(Dataset entries)
* * * * * * * * *
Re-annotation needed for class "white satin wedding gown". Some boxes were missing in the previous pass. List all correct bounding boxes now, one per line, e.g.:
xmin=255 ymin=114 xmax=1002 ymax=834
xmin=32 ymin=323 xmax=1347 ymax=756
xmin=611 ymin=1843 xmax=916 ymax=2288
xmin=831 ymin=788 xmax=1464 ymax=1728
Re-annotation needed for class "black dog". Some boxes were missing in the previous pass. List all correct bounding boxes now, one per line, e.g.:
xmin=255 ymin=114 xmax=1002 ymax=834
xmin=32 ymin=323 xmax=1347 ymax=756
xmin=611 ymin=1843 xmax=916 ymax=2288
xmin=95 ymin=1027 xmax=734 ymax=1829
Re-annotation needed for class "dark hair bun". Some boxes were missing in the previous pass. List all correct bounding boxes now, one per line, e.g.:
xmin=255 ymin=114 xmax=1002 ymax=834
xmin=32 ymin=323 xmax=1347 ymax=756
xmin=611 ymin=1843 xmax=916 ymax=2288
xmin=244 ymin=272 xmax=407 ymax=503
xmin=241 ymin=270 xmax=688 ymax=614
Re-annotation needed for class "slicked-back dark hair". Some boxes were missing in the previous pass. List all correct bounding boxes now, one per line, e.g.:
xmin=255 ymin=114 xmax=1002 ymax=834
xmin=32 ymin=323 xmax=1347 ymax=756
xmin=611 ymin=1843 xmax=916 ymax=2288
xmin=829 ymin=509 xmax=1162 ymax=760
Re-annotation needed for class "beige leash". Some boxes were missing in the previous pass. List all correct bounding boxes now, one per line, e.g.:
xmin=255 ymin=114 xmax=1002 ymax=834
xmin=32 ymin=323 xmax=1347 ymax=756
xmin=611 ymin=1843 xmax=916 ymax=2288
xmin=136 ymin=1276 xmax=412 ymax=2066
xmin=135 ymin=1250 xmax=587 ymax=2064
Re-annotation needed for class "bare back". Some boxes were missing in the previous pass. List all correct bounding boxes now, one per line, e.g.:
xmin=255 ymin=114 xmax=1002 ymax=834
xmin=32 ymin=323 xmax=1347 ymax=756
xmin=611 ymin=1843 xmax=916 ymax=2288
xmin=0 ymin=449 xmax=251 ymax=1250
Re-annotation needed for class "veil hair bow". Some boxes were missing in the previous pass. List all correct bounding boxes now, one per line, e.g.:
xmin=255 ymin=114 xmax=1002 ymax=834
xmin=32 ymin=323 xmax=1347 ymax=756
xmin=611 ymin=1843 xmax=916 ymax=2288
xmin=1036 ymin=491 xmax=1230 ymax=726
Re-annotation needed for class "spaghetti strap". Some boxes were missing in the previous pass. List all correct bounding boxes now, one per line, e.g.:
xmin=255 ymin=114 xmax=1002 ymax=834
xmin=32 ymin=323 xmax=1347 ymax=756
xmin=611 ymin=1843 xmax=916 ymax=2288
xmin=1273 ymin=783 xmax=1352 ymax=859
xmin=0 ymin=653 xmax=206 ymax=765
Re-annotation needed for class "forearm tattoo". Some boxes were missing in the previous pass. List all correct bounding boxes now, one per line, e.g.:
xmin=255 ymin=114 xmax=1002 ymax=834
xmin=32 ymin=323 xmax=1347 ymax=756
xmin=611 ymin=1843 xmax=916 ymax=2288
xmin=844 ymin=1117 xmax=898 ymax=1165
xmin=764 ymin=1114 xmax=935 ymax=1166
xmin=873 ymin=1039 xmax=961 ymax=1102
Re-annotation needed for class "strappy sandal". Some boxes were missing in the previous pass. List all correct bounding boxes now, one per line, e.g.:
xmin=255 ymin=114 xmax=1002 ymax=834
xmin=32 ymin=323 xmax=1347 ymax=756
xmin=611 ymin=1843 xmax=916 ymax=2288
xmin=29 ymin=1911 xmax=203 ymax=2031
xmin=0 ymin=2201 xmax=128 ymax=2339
* * * * * * * * *
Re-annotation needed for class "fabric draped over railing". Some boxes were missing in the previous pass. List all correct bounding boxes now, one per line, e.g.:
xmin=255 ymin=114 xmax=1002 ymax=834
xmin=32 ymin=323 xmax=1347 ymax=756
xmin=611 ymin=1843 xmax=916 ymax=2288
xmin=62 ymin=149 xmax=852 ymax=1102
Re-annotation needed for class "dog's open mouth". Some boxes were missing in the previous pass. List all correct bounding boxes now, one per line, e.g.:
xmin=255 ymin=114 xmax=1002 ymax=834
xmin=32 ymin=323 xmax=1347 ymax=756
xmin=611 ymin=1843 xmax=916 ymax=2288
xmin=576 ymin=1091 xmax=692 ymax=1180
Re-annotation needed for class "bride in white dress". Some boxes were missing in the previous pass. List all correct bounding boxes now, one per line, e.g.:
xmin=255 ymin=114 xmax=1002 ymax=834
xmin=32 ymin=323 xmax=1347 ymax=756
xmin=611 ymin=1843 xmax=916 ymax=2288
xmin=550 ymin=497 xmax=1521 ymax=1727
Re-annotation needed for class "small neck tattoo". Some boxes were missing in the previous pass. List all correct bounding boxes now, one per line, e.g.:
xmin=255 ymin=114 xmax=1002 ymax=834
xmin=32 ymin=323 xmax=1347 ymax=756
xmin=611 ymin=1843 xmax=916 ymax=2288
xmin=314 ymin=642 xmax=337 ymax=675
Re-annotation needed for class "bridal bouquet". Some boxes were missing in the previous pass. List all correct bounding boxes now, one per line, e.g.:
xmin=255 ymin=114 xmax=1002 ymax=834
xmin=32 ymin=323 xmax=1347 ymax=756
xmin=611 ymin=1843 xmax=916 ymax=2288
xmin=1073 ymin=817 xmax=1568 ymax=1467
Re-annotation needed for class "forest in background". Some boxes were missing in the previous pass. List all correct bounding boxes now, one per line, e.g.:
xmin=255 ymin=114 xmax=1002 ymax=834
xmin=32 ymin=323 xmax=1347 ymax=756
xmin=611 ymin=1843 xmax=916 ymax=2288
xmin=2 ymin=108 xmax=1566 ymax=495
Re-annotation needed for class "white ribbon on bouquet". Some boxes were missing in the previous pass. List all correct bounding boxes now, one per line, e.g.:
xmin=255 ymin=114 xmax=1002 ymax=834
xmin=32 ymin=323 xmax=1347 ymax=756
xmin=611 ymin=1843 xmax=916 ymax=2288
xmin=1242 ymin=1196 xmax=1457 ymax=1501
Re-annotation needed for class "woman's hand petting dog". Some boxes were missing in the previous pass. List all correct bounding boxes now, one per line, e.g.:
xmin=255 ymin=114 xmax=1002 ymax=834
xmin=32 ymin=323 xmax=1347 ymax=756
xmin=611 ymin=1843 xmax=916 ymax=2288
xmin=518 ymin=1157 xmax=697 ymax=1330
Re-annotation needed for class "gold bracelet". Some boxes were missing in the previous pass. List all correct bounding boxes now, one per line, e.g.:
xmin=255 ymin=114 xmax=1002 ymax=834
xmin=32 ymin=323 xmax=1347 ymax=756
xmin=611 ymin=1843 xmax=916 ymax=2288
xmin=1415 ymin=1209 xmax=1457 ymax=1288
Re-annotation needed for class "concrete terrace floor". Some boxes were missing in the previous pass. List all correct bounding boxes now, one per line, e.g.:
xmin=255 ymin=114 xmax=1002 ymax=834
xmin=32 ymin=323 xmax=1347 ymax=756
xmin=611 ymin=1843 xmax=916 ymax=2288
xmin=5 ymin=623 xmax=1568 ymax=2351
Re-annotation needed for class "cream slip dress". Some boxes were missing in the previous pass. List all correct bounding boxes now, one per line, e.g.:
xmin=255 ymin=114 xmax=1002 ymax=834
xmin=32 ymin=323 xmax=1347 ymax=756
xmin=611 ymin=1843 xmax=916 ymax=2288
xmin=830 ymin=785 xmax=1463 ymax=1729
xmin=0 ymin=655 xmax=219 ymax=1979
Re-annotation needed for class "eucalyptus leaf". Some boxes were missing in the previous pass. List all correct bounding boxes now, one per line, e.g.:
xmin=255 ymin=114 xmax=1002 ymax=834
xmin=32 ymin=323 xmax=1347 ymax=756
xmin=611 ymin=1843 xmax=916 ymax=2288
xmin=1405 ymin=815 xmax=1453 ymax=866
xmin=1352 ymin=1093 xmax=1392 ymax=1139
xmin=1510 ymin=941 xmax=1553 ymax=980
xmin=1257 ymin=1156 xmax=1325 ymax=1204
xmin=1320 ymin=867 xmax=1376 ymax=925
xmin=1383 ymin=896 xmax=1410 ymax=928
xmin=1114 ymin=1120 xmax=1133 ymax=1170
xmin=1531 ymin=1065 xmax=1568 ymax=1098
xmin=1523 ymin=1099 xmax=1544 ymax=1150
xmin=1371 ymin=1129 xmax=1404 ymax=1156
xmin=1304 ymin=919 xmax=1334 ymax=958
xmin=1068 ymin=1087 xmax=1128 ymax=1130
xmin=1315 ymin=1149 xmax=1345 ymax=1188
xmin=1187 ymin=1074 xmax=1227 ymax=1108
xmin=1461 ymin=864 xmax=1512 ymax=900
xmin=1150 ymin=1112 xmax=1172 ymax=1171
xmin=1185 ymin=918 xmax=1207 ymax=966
* * * * * * * * *
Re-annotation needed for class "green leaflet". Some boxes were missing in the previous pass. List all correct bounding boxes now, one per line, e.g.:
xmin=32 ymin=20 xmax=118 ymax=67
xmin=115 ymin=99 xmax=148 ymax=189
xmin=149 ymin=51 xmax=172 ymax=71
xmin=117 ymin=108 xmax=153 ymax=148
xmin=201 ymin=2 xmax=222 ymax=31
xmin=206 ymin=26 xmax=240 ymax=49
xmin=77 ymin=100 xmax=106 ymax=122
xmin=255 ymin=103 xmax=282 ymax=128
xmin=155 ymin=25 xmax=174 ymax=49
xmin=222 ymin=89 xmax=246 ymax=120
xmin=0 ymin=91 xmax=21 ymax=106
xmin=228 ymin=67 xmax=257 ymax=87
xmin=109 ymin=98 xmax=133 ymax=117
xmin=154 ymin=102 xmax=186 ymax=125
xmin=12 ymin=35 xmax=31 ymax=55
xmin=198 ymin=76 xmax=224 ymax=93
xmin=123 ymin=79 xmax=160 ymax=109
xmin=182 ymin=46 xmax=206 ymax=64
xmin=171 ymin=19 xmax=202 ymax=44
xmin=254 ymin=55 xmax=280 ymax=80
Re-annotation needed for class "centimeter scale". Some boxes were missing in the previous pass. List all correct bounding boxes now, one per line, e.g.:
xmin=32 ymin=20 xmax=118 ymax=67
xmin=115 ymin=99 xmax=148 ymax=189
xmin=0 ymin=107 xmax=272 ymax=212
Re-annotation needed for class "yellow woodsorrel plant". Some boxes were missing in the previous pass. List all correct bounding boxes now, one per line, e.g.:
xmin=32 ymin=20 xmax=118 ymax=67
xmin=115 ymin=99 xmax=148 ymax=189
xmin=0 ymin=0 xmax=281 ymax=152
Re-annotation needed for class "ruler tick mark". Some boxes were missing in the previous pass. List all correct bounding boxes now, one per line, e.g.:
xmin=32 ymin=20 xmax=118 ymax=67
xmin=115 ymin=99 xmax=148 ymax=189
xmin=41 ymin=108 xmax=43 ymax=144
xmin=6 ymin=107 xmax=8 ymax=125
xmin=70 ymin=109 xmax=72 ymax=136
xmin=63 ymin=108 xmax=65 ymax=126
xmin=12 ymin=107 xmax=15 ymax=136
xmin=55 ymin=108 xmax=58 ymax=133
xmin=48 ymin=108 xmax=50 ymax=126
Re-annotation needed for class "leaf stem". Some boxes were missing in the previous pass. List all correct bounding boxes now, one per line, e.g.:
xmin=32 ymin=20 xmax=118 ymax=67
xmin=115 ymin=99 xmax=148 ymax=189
* * * * * * * * *
Among the records above, how many lines carry the string "bouquet"? Reply with the number alone.

* _TASK SOLUTION_: 2